### Problem
Copy out word for word the stretch from the line containing "white kurta in" through the last of the lines below.

### Recorded information
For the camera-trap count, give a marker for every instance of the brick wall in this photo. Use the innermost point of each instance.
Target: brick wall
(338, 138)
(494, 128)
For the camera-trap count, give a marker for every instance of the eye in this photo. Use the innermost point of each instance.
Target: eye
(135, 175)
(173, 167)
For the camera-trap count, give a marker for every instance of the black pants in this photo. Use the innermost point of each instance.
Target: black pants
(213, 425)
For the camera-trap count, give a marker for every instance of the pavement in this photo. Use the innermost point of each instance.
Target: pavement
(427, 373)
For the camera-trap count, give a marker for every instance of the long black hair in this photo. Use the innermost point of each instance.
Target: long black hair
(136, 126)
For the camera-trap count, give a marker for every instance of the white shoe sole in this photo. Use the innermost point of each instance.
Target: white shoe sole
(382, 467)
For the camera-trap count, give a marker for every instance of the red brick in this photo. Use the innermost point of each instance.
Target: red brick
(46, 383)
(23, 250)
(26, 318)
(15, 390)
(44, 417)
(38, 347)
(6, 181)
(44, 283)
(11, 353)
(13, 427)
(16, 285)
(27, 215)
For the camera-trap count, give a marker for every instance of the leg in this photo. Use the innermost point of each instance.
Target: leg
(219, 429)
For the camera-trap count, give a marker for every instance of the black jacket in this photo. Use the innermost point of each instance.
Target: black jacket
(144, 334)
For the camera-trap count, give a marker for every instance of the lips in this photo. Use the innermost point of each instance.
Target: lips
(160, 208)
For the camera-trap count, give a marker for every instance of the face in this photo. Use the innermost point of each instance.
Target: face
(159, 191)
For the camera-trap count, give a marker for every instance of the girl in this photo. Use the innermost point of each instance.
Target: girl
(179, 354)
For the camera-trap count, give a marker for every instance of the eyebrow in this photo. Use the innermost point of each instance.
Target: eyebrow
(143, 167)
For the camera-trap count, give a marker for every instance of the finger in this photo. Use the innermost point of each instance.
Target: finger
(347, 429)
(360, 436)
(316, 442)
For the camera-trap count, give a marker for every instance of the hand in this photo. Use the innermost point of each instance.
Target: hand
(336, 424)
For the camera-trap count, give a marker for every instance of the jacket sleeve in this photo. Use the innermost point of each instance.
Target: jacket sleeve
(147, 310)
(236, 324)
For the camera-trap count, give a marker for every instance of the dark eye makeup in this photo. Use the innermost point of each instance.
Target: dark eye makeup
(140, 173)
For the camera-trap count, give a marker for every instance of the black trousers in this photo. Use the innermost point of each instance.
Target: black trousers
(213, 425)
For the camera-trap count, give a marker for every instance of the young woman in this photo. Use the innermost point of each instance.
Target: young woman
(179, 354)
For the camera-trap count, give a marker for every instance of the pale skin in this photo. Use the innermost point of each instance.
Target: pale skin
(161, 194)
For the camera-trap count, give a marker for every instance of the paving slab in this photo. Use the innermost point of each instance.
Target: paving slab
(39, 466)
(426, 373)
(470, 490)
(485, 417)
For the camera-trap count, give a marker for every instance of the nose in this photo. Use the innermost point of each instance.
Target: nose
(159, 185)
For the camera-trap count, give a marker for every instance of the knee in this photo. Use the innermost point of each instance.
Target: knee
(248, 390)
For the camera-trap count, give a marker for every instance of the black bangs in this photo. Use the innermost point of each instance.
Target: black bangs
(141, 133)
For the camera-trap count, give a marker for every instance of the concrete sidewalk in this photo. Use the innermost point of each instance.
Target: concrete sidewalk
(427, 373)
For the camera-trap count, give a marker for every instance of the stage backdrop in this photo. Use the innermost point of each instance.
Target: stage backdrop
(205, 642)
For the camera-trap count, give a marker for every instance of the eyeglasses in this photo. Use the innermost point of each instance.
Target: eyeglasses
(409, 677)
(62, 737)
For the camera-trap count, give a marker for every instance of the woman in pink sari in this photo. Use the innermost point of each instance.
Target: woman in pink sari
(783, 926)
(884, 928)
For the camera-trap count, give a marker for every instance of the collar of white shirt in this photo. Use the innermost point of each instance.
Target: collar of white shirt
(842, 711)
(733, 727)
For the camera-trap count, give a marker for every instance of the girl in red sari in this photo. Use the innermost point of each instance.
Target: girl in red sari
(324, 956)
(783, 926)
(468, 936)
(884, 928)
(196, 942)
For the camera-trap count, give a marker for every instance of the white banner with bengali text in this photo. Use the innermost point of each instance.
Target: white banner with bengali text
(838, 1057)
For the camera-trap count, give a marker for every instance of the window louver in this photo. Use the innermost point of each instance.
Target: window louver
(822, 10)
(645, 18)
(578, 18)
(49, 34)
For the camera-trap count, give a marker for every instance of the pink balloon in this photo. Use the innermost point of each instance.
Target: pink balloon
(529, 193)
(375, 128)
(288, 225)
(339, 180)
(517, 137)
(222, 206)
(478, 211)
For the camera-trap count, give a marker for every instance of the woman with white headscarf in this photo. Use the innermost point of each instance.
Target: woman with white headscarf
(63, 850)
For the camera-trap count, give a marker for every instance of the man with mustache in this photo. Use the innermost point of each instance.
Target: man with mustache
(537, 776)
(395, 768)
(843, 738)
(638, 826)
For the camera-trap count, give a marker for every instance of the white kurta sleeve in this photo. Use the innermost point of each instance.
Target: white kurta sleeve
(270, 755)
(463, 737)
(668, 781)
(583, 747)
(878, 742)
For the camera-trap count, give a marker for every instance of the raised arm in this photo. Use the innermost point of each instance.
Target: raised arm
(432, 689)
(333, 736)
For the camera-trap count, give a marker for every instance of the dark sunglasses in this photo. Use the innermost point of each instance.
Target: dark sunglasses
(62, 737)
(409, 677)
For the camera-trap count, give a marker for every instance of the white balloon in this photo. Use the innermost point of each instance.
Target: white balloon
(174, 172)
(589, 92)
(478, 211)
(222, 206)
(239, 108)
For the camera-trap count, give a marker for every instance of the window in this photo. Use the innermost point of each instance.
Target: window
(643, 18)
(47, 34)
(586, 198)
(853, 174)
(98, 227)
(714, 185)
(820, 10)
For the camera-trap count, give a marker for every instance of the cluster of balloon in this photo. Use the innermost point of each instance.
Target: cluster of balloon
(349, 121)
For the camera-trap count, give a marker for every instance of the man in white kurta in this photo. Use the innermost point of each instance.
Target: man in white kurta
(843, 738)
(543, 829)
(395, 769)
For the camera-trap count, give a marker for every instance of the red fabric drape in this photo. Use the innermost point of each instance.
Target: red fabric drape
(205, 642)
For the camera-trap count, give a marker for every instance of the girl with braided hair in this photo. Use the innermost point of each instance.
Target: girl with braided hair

### Exercise response
For the camera-trap count, give a marker for every instance of the man in white kurta in this photo. Use the innermost point of each instance.
Target: man in white kurta
(843, 738)
(543, 829)
(395, 769)
For the camera-trap count, give a marker for every instance of the red fabric drape in this photo. Use the innermost point of each instance.
Target: red fabric drape
(205, 642)
For the camera-trap count, give a marker for every instance of the girl with braided hair in this photo. Use the innermost point of each instance.
Target: girl with braided hair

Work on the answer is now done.